The basic submission pattern on Grace is to use the grace partition, select the QoS tier that matches the job type, and set node count, task layout, and wall time. Unlike Alpha, there is no hardware-tier partition change planned; Grace remains a single CPU partition.

WorkflowPatternExample
Batch jobSubmit a script to run unattended on Grace nodes.sbatch --partition=grace --qos=standard --nodes=4 --ntasks-per-node=144 --time=12:00:00 my_job.sh
Interactive shellGet a live shell on a Grace node for debugging and setup.srun --partition=grace --qos=interactive --nodes=1 --ntasks-per-node=144 --time=01:00:00 --pty bash
Interactive allocation firstRequest an interactive allocation first, then launch one or more commands inside it.salloc --partition=grace --qos=interactive --nodes=1 --ntasks-per-node=1 --cpus-per-task=4 --time=01:00:00
Array jobRun many independent tasks with one submission.sbatch --partition=grace --qos=long --array=1-100 --nodes=1 --ntasks-per-node=1 --time=01:00:00 sweep.sh
Example syntax note: In command examples, ... stands in for additional optional Slurm flags such as --time, --nodes, --cpus-per-task, --mem, --array, or --requeue. Remove ... and replace it with the extra options you need, or omit it entirely if you do not need any additional flags.

QoS tiers

Every Grace job runs under a QoS tier. The tier controls scheduling priority, wall-time limit, node limits, and SU billing behavior.

QoSBest forMax wall timeMax nodes/userSU rate
testQuick validation and script checks2 hours2 nodes (288 cores)0.25 SU/node-hr
interactiveLive shell for debugging and setup2 hours1 node (144 cores), 1 running job0.5 SU/node-hr
standardDefault production jobs48 hours (2 days)10 nodes (1,440 cores)0.5 SU/node-hr
longLonger, budget-conscious runs7 days5 nodes (720 cores)0.25 SU/node-hr
priorityDeadline-driven urgent work24 hours20 nodes (2,880 cores)1.0 SU/node-hr
burstSystem-assigned overflow when SUs are exhausted7 days4 nodes (576 cores)FREE (0 SU)

* **Excerpts of pointing data**:
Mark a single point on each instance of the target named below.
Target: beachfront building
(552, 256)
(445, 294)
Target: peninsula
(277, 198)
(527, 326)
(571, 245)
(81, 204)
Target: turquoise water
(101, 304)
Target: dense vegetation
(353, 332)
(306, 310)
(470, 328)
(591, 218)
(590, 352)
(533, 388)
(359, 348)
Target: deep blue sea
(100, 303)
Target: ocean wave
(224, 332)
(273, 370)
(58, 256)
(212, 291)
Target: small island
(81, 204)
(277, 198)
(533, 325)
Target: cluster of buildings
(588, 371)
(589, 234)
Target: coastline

* **WHAT NEEDS TO BE DONE**: In the Grace job-submission text, turn the paragraph beginning "The basic submission pattern on Grace" into a short bulleted list that keeps its main facts.

* **SOLUTION TO THE EXERCISE**:
- Submit to the grace partition.
- Choose the QoS tier that fits the job type.
- Set the node count, task layout, and wall time.
- Unlike Alpha, Grace has no planned hardware-tier partition change and stays a single CPU partition.